_EXTRAIT DU DOCUMENT_
:::
Plongée au coeur d'un pays complexe et fascinant

vendredi 27 juin 2008

Reportage

INCURSION DANS L'UNIVERS CARCERAL MEXICAIN

(1ère partie)


1° LE RECLUSORIO DEL SUR


Pour arriver au Reclusorio del Sur, le pénitencier du sud, à Xochimilco, en banlieue de Mexico, on traverse des quartiers populaires. La dernière partie du chemin grimpe beaucoup. La prison est attenante au tribunal et une fois la peine énoncée, comme à Venise il y a plusieurs siècles de cela, les prisonniers n’ont pas beaucoup de chemin à effectuer. En effet, à Venise, ils n’avaient qu’un pont à traverser, qu’on appellera le pont des soupirs, car dit-on, ceux qui le traversait poussaient un déchirant soupir en admirant la beauté de la baie qu’ils ne reverraient sans doute plus jamais.


2° UNE VUE SAISISSANTE


Ici, on est très loin de Venise mais la beauté des paysages alentours doit interpeller les condamnés : en contre fonds des montagnes couvertes de forêts de résineux, et au loin une vue sur le volcan enneigé, l’Ixtaccihuatl, culminant à plus de 5000 mètres, qu’une légende présente comme la « femme couchée », une princesse aztèque qui se serait allongée là et serait morte de désespoir en croyant celui qu’elle aimait mort. La forme du volcan évoque effectivement celle d’une femme couchée sur le côté. Son amant la veillerait depuis lors, lui aussi s’étant figé sous forme de volcan, le Popocatepetl, mais qu’on n’aperçoit pas d’ici.



3° PACO EN PRISON


Au-delà de ces considérations romantiques, vous vous demandez sans doute ce que je suis venu faire aux portes d’un pénitencier mexicain, avec ma tronche enfarinée. Je viens voir un ami, Paco, que j’ai connu en 1994 et avec qui j’ai conservé toutes ces années des liens d’amitié. J’ai encore eu l’occasion de le voir l’été 2006, avec sa femme et une de ses trois filles. Paco vient d’être condamné à 6 ans de prison ferme pour une affaire de collier volé, collier dont l’existence, soit dit en passant, n’a jamais été prouvée !



4° LES DOMMAGES COLLATERAUX DU PLAN GIULANI


On assiste à une multiplication de ce genre d’aberrations à Mexico, depuis que la mairie a mis en place un plan « tolérance zéro », après avoir recruté pour ce faire, Rodolph Giulani, l’ancien maire de New-York. Ce dernier s’est rendu célèbre en appliquant la théorie de la « fenêtre cassée », qui voit lourdement condamnée toute personne convaincue d’avoir commis la moindre infraction. Dans un système néo-libéral où la police, comme tout ce qui fait partie de la fonction publique, est laissée à l’abandon, avec des salaires de misère, les primes au résultat promises aux policiers sont une aubaine. La culture du résultat pousse les moins scrupuleux à des excès de zèle, quitte à condamner des innocents, quitte à indiquer au plaignant ce qu’il doit déclarer pour que l’accusé termine à l’ombre. Enfin, pour être tout à fait honnête sur le cas de Paco, il faut préciser qu’il avait déjà un antécédent judiciaire pour lequel il avait été innocenté. Qu’importe, il en est resté une trace dans son casier judiciaire qui n’a pas du jouer en sa faveur. Inutile de dire que sa famille est atterrée : 6 ans, alors qu’il a des filles en bas âge pour un collier qui n’a probablement jamais existé, c’est très cher payé… Il a fait appel et attend le verdict.
:::
_DONNÉES AFFICHÉES_

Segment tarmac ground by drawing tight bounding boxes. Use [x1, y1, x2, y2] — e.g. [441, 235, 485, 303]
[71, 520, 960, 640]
:::
_À FAIRE_
- a) D'après le reportage sur la prison mexicaine, à quelle peine Paco a-t-il été condamné ?
- b) Prolongez le reportage sur la prison mexicaine après sa dernière phrase.
Le matériel ci-dessus ne sert à rien ici.

_RÉPONSES FOURNIES_
- a) Paco a été condamné à six ans de prison ferme.

- b)
5° AUX COULEURS EXIGEES


J’ai choisi de profiter de mon court séjour au Mexique pour lui rendre visite. A la porte, je présente une pièce d’identité et me retrouve dans le hall d’entrée avec les familles qui viennent pour les visites. N’ayant emporté que deux pantalons type treillis avec poches sur le côté, de couleur noir et beige, j’ai du acheter une paire de jeans car non seulement les poches latérales sont interdites mais également les vêtements de couleur beige (réservés aux prisonniers) et noire (réservés aux matons). On m’avait prévenu la veille de ce point, j’ai donc pu acheter tranquillement mon jeans, mais pour ceux qui seraient pris au dépourvu, les choses sont bien faites : une boutique juste en face de la prison vend des vêtements aux couleurs exigées et pour les plus humbles, louent des habits à la propreté douteuse pour quelques pesos. C’est dit-on une affaire qui tourne très bien.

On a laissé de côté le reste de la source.